Work to complete.
How many lines of the material below contain the string "sign"? Case counts. Reply with the number alone.

Excerpted records.

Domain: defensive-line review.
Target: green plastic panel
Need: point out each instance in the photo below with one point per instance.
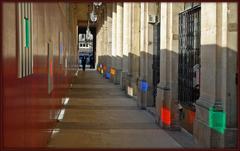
(217, 120)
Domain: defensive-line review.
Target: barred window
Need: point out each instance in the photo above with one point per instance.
(24, 34)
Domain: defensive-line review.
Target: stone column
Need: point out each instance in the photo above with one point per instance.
(105, 37)
(109, 34)
(166, 104)
(217, 79)
(119, 44)
(134, 55)
(142, 96)
(113, 36)
(126, 41)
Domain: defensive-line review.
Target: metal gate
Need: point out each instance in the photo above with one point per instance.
(189, 56)
(156, 59)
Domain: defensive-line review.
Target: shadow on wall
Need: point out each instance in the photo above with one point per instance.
(132, 77)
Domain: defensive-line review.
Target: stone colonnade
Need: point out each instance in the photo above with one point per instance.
(125, 38)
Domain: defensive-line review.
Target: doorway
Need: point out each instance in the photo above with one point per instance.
(86, 49)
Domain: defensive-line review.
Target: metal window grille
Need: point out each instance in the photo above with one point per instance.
(189, 56)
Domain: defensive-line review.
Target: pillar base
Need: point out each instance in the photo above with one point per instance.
(117, 77)
(165, 105)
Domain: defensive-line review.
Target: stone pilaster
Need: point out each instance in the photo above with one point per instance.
(119, 42)
(126, 42)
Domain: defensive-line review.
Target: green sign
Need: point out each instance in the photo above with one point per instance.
(217, 120)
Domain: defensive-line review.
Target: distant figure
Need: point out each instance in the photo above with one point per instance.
(84, 63)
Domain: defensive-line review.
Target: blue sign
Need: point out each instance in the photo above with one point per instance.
(108, 75)
(143, 86)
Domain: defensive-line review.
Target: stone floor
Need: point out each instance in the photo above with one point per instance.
(100, 115)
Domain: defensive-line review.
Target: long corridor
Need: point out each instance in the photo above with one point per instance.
(99, 115)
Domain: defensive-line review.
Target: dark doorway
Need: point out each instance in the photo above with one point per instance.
(90, 56)
(189, 64)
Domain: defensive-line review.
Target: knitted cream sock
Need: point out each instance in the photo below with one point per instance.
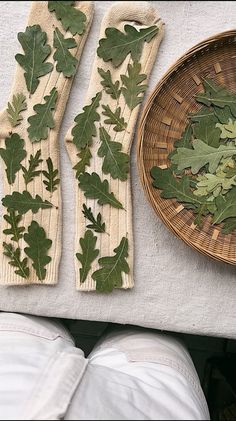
(31, 255)
(118, 222)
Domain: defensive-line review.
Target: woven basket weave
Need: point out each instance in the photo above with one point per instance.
(163, 121)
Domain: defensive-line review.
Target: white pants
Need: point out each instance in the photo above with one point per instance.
(130, 375)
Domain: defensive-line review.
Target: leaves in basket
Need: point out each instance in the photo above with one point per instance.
(201, 155)
(66, 62)
(115, 162)
(88, 255)
(85, 129)
(36, 49)
(24, 202)
(37, 250)
(117, 45)
(109, 276)
(95, 188)
(12, 155)
(71, 17)
(43, 119)
(15, 260)
(96, 223)
(15, 109)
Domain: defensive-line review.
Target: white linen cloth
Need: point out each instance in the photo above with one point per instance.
(175, 287)
(131, 375)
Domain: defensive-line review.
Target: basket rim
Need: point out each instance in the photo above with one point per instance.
(140, 134)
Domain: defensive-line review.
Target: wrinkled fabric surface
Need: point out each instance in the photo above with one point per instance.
(130, 374)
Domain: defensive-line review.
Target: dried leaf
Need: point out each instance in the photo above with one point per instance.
(51, 181)
(217, 95)
(226, 207)
(13, 220)
(23, 202)
(14, 255)
(85, 129)
(133, 90)
(114, 118)
(30, 173)
(115, 162)
(97, 225)
(15, 109)
(85, 156)
(66, 62)
(200, 155)
(36, 49)
(112, 89)
(95, 188)
(110, 275)
(38, 248)
(117, 45)
(42, 120)
(228, 131)
(13, 155)
(72, 18)
(88, 255)
(229, 226)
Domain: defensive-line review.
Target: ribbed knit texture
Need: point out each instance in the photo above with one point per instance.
(49, 219)
(118, 222)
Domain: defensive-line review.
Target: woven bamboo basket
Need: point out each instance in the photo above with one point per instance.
(163, 121)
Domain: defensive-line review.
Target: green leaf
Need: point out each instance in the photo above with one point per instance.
(228, 131)
(111, 88)
(15, 109)
(226, 207)
(115, 162)
(30, 173)
(72, 18)
(117, 45)
(132, 90)
(85, 156)
(97, 224)
(42, 120)
(23, 202)
(186, 139)
(51, 181)
(95, 188)
(36, 49)
(85, 129)
(38, 248)
(174, 189)
(13, 155)
(110, 275)
(14, 255)
(88, 255)
(217, 95)
(114, 118)
(66, 62)
(223, 114)
(13, 220)
(229, 226)
(207, 131)
(200, 155)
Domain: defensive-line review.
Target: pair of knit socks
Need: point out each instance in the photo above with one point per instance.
(98, 143)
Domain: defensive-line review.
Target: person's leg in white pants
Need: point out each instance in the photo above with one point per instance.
(129, 375)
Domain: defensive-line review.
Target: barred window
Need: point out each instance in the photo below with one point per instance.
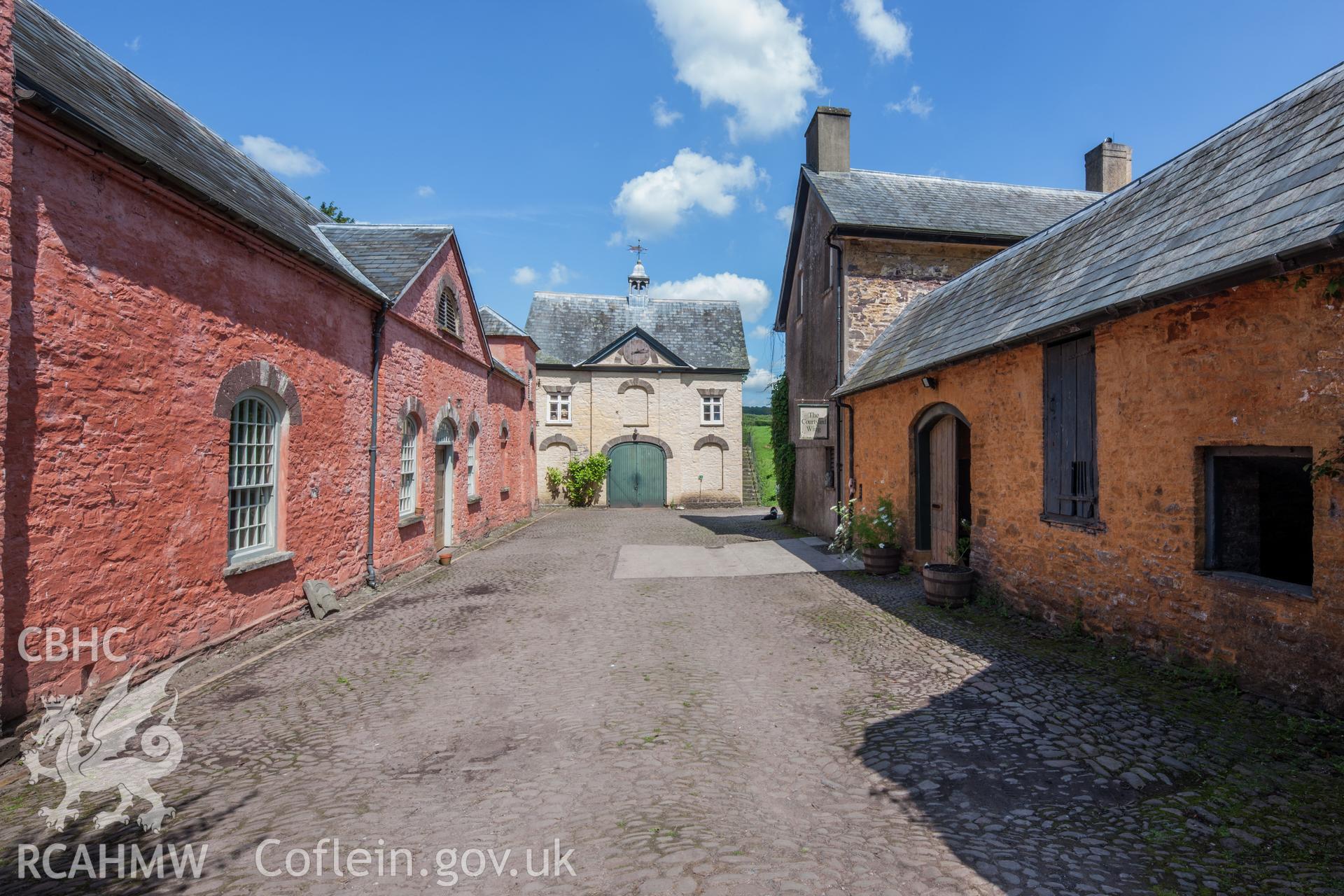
(558, 406)
(252, 477)
(448, 314)
(711, 409)
(470, 458)
(410, 442)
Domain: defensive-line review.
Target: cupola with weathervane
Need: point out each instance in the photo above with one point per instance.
(638, 295)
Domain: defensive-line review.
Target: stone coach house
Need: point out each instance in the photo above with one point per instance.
(195, 359)
(1124, 407)
(862, 246)
(655, 384)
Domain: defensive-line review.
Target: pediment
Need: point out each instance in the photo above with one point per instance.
(635, 348)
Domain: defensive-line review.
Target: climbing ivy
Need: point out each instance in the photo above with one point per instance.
(781, 445)
(1329, 465)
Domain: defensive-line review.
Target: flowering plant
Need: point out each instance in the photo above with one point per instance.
(843, 540)
(878, 530)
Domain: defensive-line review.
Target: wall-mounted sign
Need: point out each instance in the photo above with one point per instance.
(813, 421)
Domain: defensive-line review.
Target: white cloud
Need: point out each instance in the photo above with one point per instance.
(656, 200)
(280, 159)
(758, 381)
(749, 293)
(914, 102)
(749, 54)
(885, 33)
(664, 117)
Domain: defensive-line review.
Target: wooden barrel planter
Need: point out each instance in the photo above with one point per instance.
(881, 561)
(948, 584)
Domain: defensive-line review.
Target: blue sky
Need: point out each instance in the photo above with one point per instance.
(553, 133)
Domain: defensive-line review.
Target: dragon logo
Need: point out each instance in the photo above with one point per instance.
(100, 767)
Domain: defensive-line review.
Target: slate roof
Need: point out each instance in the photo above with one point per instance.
(496, 324)
(570, 328)
(507, 371)
(391, 255)
(1261, 197)
(942, 204)
(101, 96)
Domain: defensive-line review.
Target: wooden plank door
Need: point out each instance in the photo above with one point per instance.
(942, 489)
(622, 479)
(651, 476)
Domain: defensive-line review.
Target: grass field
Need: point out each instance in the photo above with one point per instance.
(756, 428)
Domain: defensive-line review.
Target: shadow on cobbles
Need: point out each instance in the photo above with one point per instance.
(1053, 764)
(69, 862)
(746, 524)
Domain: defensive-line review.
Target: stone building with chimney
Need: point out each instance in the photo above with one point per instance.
(1140, 410)
(655, 384)
(864, 244)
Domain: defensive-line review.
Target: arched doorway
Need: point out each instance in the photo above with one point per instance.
(942, 480)
(638, 476)
(444, 438)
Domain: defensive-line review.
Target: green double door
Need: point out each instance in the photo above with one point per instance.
(638, 476)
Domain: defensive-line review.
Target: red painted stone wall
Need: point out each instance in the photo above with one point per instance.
(426, 367)
(1257, 365)
(519, 456)
(137, 307)
(130, 308)
(7, 631)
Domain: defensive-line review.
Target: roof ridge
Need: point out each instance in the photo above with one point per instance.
(336, 223)
(625, 298)
(968, 181)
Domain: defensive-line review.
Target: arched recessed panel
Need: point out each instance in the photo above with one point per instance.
(258, 375)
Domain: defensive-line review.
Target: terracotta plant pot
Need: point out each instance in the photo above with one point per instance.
(882, 561)
(948, 584)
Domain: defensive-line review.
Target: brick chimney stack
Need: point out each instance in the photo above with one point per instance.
(1109, 167)
(828, 140)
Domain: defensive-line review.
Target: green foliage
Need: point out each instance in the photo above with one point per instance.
(554, 481)
(332, 211)
(584, 479)
(1329, 465)
(878, 530)
(758, 434)
(962, 550)
(783, 445)
(843, 538)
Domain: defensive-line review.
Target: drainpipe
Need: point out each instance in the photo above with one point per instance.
(379, 321)
(850, 482)
(838, 295)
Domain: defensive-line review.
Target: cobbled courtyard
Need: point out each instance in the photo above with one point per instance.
(808, 732)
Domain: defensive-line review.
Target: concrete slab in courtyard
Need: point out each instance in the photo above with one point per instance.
(746, 558)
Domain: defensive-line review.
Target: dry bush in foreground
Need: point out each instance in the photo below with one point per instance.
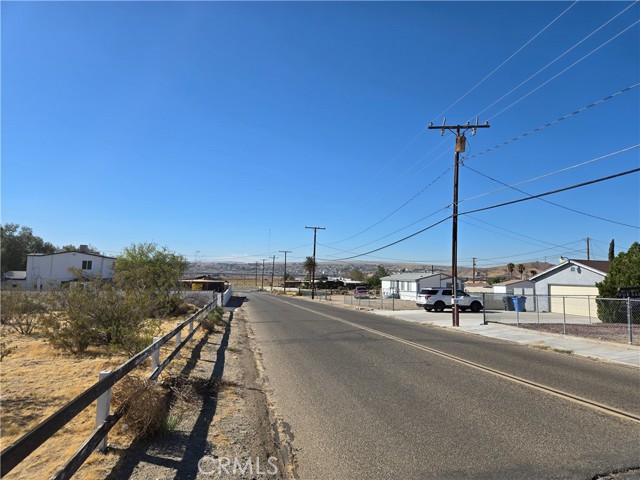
(145, 405)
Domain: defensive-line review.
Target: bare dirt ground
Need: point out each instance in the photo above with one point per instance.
(223, 426)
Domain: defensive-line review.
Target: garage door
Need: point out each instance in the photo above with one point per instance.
(577, 300)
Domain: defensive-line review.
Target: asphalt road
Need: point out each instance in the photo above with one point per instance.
(361, 405)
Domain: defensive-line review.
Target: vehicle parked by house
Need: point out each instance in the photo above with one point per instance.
(440, 298)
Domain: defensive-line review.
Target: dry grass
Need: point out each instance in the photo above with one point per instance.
(37, 380)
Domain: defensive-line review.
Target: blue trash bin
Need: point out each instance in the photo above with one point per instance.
(519, 303)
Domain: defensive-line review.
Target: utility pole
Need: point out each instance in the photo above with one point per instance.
(588, 249)
(474, 269)
(273, 267)
(313, 270)
(285, 268)
(461, 142)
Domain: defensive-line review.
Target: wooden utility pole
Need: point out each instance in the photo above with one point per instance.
(273, 267)
(461, 141)
(588, 249)
(313, 270)
(285, 268)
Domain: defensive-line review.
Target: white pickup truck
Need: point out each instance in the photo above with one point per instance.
(440, 298)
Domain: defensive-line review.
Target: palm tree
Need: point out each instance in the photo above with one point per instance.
(309, 266)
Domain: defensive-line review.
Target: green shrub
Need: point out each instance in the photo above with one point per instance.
(22, 310)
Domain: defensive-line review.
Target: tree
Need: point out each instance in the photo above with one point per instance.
(95, 312)
(17, 242)
(309, 266)
(510, 268)
(146, 268)
(374, 281)
(623, 272)
(612, 250)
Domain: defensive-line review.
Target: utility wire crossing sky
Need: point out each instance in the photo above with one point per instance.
(221, 129)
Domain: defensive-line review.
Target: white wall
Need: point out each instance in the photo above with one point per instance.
(43, 270)
(565, 275)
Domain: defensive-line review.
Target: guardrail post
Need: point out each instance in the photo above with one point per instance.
(629, 326)
(155, 356)
(102, 410)
(484, 308)
(178, 338)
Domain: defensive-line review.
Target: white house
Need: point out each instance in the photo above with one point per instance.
(514, 287)
(57, 268)
(407, 285)
(575, 280)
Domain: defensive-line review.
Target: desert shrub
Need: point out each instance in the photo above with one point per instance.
(156, 272)
(145, 405)
(98, 313)
(22, 310)
(213, 320)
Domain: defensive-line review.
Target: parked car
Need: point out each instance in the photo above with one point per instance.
(440, 298)
(361, 292)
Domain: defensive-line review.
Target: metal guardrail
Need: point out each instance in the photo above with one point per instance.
(15, 453)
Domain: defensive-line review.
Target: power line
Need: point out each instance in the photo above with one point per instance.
(396, 210)
(398, 241)
(579, 185)
(555, 60)
(505, 61)
(552, 192)
(563, 71)
(540, 177)
(555, 204)
(558, 120)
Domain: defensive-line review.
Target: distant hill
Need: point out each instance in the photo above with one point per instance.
(341, 269)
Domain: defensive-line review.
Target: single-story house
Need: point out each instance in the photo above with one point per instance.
(570, 286)
(14, 279)
(407, 285)
(44, 270)
(512, 288)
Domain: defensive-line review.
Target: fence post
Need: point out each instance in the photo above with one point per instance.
(102, 410)
(484, 309)
(178, 338)
(630, 327)
(155, 356)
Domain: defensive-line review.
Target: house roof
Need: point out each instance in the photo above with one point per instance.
(597, 266)
(512, 282)
(68, 251)
(412, 277)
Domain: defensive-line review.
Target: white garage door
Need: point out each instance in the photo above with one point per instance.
(574, 300)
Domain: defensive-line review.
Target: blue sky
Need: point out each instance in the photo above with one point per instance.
(222, 129)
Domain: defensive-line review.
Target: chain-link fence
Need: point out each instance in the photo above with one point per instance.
(612, 319)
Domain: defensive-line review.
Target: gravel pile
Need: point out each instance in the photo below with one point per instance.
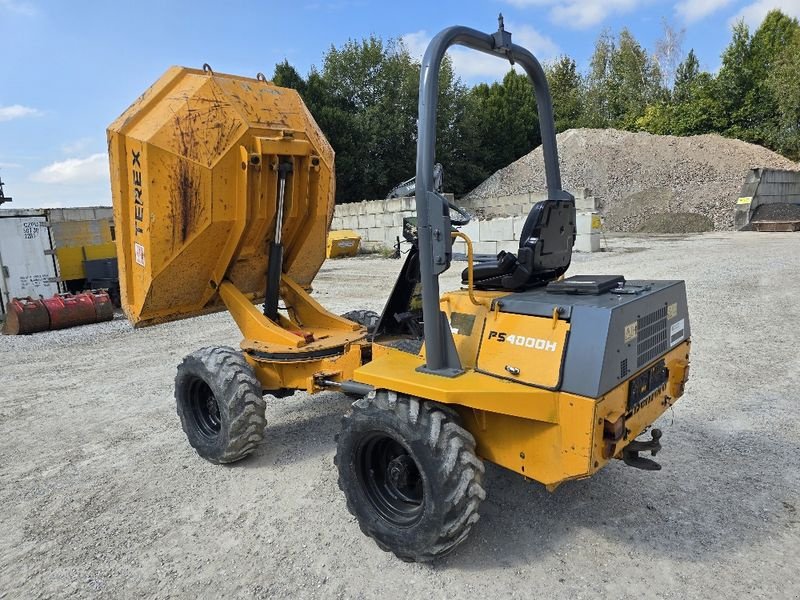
(636, 176)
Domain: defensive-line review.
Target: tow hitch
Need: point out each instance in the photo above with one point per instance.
(630, 454)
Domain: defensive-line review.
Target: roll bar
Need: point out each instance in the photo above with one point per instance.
(433, 216)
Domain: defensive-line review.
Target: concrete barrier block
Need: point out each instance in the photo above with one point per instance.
(394, 205)
(484, 247)
(367, 221)
(585, 203)
(510, 246)
(471, 230)
(375, 207)
(518, 223)
(496, 230)
(587, 242)
(375, 234)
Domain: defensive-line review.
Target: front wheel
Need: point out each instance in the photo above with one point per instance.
(220, 404)
(410, 475)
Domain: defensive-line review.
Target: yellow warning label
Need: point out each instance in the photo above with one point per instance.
(672, 311)
(631, 331)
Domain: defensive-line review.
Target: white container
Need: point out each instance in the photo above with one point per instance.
(27, 267)
(588, 229)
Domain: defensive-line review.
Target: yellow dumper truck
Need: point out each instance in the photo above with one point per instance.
(223, 192)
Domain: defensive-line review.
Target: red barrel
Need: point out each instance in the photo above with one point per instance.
(25, 315)
(103, 307)
(68, 310)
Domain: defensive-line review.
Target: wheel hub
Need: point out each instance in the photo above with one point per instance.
(398, 471)
(391, 479)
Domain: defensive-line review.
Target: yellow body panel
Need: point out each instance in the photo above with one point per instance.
(549, 436)
(344, 242)
(194, 187)
(522, 348)
(76, 241)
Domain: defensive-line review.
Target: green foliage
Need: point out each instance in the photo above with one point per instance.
(365, 98)
(623, 80)
(568, 91)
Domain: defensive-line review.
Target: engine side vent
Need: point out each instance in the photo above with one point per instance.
(653, 336)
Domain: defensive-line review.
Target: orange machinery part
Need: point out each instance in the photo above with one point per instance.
(28, 315)
(25, 315)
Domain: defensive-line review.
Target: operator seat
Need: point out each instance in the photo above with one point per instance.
(545, 250)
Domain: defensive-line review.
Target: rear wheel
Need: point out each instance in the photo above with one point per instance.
(410, 475)
(220, 404)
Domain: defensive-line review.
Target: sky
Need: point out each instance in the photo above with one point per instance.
(69, 68)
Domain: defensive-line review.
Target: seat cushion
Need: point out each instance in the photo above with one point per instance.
(492, 268)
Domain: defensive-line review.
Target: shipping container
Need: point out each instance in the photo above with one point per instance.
(27, 264)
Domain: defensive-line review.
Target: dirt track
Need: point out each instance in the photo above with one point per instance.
(102, 496)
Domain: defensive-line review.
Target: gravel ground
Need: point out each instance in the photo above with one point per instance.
(636, 175)
(102, 497)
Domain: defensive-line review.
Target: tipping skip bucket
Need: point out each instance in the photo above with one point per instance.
(25, 315)
(195, 183)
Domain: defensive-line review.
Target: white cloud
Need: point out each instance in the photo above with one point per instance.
(17, 111)
(580, 14)
(754, 13)
(692, 11)
(470, 64)
(74, 170)
(77, 146)
(20, 8)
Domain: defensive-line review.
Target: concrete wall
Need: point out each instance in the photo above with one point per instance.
(498, 226)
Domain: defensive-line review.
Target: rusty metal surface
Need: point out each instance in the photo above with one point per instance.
(194, 191)
(776, 225)
(70, 310)
(24, 316)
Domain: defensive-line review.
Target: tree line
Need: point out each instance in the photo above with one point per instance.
(364, 97)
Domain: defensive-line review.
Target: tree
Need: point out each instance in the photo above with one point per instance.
(668, 52)
(505, 116)
(784, 83)
(568, 92)
(685, 77)
(285, 75)
(623, 80)
(598, 88)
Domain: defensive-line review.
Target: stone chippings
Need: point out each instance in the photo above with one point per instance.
(639, 178)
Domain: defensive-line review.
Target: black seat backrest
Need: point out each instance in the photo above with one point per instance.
(549, 231)
(545, 245)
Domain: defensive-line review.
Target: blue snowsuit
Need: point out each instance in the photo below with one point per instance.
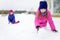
(11, 18)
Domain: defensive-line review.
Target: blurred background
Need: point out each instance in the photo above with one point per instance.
(30, 6)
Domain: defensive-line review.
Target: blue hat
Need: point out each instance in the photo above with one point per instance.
(43, 4)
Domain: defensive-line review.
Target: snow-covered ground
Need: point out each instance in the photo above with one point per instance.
(25, 30)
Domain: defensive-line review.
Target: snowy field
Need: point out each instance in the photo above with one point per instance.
(25, 30)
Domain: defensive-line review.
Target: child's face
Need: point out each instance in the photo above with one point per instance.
(43, 10)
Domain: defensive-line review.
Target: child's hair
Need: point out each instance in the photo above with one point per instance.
(39, 14)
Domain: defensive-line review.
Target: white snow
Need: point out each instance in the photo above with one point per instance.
(25, 30)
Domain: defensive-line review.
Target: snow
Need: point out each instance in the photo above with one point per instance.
(25, 30)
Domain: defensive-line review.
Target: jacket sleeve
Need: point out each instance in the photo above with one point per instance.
(50, 21)
(36, 19)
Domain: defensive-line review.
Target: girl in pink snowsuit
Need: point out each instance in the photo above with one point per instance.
(43, 16)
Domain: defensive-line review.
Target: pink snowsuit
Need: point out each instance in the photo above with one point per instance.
(42, 20)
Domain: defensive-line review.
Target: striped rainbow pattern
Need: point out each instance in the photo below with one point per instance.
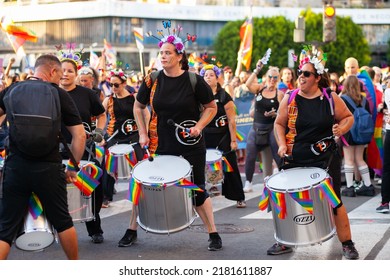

Written answer.
3